### [SELECTED TEXT]
-.-.-

Here, we don't care much about describing the castle in this monologue. The character is different, the point of view is the same, but the theme and flavor are completely opposite of the original. So, here's the Fountain of Blood, mentioned for the first time, in a sort of tirade of self-misery. Eventually, he'll walk though the room containing the Fountain of Flowing Blood, we'll get a short description with him grumbling about how much it costs to keep it filled, have a conversation with one of the skeletons that is threatening to call its Union Organizer, and then amble off into another room where he can play Team Fortress without any of his minions seeing him do it...  

But, something with a heavier theme with an Evil Necromancer walking through that room would certainly have a more detailed description, just as long as that was the only chance the reader had for a good first impression. If, for instance, it's barely mentioned in this omniscient narration, which would be pointless since you'd have a lot of power with exposition in that case, you can certain give a different point of view from another character's perspective later in the piece, like from an invading do-gooder adventurer having their stomach wrenched and bowels turned on when the skeleton pops out. In any case, again, the reader has to be served, else the Fountain stay's in the mind of the writer and that's no fit place for it.


----------



## Cheid (Mar 21, 2013)

-.-.-

### [Stored dataset lines]
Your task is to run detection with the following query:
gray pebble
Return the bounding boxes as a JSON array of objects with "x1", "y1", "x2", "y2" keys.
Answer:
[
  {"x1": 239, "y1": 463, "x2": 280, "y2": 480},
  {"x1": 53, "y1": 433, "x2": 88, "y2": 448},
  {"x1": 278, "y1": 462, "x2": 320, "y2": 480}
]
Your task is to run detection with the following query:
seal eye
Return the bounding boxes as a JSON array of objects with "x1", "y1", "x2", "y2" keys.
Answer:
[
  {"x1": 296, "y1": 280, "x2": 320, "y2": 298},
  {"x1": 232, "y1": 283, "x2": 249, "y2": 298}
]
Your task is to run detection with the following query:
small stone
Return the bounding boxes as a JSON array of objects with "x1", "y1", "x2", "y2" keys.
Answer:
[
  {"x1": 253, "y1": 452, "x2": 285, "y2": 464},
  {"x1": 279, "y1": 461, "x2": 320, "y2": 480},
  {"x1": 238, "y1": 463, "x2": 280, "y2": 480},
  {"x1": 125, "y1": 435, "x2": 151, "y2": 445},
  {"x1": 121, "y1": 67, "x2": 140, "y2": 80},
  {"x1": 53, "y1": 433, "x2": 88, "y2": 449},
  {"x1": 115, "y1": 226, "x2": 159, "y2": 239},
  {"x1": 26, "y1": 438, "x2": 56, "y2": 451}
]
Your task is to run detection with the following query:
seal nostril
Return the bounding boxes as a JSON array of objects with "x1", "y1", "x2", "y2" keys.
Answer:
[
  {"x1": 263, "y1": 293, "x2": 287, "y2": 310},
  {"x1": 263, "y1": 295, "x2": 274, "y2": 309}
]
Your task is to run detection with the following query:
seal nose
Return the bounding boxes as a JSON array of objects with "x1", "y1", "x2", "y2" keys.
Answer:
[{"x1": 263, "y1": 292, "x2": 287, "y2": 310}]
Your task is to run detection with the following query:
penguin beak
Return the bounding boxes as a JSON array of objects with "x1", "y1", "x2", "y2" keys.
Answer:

-.-.-

### [TASK INSTRUCTIONS]
**a.** Set down the post about the Fountain of Blood word for word, everything from "But, something with" down to "(Mar 21, 2013)".
**b.** In the post about the Fountain of Blood, the sentence beginning "Eventually, he'll walk" describes a planned scene. List every action that sentence says he will take in that scene.
None of those lines have any role here.

### [RESPONSES FOR EACH TASK]
**a.**
But, something with a heavier theme with an Evil Necromancer walking through that room would certainly have a more detailed description, just as long as that was the only chance the reader had for a good first impression. If, for instance, it's barely mentioned in this omniscient narration, which would be pointless since you'd have a lot of power with exposition in that case, you can certain give a different point of view from another character's perspective later in the piece, like from an invading do-gooder adventurer having their stomach wrenched and bowels turned on when the skeleton pops out. In any case, again, the reader has to be served, else the Fountain stay's in the mind of the writer and that's no fit place for it.


----------



## Cheid (Mar 21, 2013)

**b.**
- Walk through the room containing the Fountain of Flowing Blood
- Grumble about how much it costs to keep it filled
- Have a conversation with one of the skeletons that is threatening to call its Union Organizer
- Amble off into another room
- Play Team Fortress without any of his minions seeing him do it